── EXTRACTED TEXT ──
The credibility of government policy and the reform process is essential for the success of the reforms and the control of adjustment costs (Bhattacharya, 1997; and Cukierman and Tommasi, 1998). Credibility prevails when private expectations about future policies do not deviate from the authorities’ explicit or implicit announcements. Credibility is an important determinant of the magnitude of the adjustment costs. If reforms are credible, private agents will align their behavior with the announced policies. The more credible the reforms, the faster will the reallocation of resources be, all other things being equal. By contrast, if announced policies and reforms are not credible, agents will be reluctant to respond to the announcement and the adjustment process will take longer or may even fail. The importance of credibility increases in a highly distorted economy. In such an environment, intertemporal speculation can derail efforts to gradually undertake reforms when these reforms are perceived to be uncertain or reversible (Van Wijnbergen, 1991).
Credibility of a reform package can cut both ways. Broad-based reforms can enhance the credibility of reforms in developing countries if the public views them as a clear signal by the authorities to break with past traditions (Hiemenz and others, 1992; and Funke, 1993). Rapid and broad reforms can also have a greater probability of success if they help to overcome more easily the resistance of vested interest groups. Partial reforms, on the other hand, may not only raise credibility questions, but may also fail if the government lacks credibility initially.
───
── LISTED ENTRIES ──
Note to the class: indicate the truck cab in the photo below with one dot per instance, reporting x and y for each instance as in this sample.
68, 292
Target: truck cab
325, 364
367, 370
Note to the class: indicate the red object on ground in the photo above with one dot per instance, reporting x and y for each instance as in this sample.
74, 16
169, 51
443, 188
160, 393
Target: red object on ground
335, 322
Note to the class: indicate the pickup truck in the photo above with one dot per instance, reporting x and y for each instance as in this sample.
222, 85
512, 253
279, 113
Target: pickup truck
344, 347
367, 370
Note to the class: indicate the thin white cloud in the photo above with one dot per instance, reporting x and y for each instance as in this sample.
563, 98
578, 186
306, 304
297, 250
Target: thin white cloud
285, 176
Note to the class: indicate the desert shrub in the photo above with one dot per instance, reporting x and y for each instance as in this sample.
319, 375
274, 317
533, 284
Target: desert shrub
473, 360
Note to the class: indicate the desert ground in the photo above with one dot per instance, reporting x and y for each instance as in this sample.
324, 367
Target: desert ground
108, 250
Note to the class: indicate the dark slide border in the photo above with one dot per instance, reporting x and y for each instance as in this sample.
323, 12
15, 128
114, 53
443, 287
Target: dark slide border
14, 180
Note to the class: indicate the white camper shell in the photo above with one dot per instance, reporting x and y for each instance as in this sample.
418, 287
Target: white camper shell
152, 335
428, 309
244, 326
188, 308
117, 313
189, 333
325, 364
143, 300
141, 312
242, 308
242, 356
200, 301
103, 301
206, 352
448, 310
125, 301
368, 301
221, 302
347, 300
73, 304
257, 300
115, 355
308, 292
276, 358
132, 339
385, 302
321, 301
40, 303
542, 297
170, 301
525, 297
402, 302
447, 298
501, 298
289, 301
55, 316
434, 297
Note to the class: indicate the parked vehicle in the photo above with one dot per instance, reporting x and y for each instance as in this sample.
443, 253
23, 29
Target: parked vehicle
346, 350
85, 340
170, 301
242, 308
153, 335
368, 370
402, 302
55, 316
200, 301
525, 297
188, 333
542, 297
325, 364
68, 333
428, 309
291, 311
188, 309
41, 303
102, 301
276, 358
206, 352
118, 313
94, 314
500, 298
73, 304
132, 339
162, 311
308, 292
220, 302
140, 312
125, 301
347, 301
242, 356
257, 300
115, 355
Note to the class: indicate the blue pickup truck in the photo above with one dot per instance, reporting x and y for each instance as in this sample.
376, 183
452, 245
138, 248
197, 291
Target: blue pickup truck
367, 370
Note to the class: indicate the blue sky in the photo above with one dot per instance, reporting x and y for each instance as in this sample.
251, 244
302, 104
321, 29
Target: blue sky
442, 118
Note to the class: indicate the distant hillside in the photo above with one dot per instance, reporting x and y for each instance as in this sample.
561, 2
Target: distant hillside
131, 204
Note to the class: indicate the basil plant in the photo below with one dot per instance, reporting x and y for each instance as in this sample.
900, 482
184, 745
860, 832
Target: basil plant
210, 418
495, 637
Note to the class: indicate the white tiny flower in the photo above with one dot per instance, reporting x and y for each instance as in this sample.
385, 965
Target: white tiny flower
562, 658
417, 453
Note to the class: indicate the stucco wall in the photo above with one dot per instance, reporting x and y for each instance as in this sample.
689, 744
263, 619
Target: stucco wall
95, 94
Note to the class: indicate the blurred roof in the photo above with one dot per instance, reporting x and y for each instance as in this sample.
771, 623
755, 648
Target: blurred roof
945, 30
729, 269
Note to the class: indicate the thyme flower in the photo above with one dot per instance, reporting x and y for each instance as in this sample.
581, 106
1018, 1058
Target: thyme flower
───
**BRIEF**
Continue the passage on the credibility of economic reforms, starting right after its final sentence.

**RESULT BELOW**
By contrast, proponents of a gradual approach argue that gradualism can enhance credibility if the results achieved in the short term are sufficiently favorable (Rodrik, 1989). Successful initial reforms can enhance the authorities’ reputation and facilitate the implementation of subsequent reforms. In some cases, such as in current and capital account liberalization, several reforms may have to be tackled simultaneously without necessarily liberalizing the accounts completely in one go. In such an environment, a gradualist approach can also enhance credibility (Johnston, 1994).
The feasibility of the reform approach is also crucial to the debate. On the one hand, it can be argued that it is almost impossible to design a detailed sequence of reforms (Funke, 1993). Therefore, in periods of distress, the best approach may be to implement broad-based reforms as quickly as possible. On the other hand, proponents of a gradual approach stress that it simply takes time to implement reforms (Fischer and Gelb, 1991). Both the scope of the reforms and the country’s administrative capacity dictate a phased rather than a simultaneous approach to reforms.
Furthermore, the government’s ability to manage the reform process is vital (World Bank, 2002). It may take time to obtain the relevant information about the likely reform outcomes and associated probabilities (Erbas, 2002). Thus in spite of strong theoretical support for rapid and comprehensive reforms, many economists and policymakers believe that gradualism is the inevitable approach (Gelb and Fischer, 1991). The fundamental reason for gradualism (and thus sequencing) in reform emanates from the prerequisite nature of some policy actions.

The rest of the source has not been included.